● **Saved entries**:
## Begin
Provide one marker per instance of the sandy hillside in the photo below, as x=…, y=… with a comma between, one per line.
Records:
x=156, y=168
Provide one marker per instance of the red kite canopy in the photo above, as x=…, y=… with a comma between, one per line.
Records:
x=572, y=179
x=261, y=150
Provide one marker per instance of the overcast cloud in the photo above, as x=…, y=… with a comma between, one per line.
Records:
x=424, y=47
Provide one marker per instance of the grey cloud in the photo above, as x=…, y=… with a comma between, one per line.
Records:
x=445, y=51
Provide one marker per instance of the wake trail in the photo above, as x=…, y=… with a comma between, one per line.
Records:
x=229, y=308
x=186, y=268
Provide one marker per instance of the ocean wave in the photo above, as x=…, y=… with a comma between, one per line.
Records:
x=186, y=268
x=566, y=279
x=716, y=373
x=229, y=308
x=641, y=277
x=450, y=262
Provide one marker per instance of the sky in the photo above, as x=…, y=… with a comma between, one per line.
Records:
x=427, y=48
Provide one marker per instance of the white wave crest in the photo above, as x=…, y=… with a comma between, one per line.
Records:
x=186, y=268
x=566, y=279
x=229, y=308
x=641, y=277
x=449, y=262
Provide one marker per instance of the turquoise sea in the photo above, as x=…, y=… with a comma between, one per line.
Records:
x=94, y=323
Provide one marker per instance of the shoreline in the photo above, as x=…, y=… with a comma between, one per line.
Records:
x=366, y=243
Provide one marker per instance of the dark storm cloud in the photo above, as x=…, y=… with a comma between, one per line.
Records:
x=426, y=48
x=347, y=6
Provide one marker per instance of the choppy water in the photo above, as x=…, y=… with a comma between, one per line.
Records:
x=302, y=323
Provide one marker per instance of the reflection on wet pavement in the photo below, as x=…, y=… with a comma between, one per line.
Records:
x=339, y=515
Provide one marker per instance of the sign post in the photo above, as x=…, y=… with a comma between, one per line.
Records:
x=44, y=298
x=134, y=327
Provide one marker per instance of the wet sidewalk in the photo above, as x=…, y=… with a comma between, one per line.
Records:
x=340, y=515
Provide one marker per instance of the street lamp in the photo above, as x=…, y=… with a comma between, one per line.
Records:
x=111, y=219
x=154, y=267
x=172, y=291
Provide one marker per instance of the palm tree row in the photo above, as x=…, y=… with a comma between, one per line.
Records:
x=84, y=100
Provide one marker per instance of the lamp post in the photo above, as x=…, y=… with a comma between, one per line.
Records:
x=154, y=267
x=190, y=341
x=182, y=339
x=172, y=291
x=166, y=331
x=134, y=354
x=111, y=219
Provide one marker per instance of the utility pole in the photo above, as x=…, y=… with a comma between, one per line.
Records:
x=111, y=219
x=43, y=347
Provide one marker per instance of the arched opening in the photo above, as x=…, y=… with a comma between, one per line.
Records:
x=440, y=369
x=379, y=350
## End
● **Challenge**:
Copy out the lines word for word, beginning with the very first line and stopping after the line that has "x=261, y=150".

● **Reply**:
Provide one marker per instance of the sandy hillside in the photo below, as x=…, y=… with a comma between, one per line.
Records:
x=156, y=168
Provide one marker per instance of the red kite canopy in the photo above, as x=…, y=… with a comma between, one per line.
Records:
x=572, y=179
x=261, y=150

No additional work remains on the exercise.